##### The data
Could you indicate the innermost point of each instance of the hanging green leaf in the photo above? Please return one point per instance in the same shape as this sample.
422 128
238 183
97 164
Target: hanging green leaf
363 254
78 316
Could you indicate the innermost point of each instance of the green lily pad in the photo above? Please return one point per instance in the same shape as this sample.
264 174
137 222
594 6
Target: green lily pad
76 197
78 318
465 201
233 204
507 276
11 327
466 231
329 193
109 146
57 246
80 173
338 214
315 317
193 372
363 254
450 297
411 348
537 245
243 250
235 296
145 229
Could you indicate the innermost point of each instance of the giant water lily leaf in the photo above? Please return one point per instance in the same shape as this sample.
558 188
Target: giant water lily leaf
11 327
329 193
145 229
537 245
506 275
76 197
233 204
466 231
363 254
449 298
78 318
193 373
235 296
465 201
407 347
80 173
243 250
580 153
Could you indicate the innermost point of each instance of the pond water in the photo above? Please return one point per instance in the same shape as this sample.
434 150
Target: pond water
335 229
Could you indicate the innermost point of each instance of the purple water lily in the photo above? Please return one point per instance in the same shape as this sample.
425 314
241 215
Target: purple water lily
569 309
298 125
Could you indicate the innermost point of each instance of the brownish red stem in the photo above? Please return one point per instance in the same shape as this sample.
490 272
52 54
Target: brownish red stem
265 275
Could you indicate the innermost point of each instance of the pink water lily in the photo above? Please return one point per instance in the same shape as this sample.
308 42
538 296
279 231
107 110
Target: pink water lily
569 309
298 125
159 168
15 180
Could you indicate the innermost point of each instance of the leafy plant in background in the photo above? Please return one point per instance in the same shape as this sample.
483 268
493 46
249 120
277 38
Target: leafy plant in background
##########
Task to complete: All lines above containing the string "background" are to be collected.

Answer section:
Could you indicate the innermost point of each instance of the leafy plant in background in the photo above? Please return one point per instance in the same shape as this sample.
Target: leafy plant in background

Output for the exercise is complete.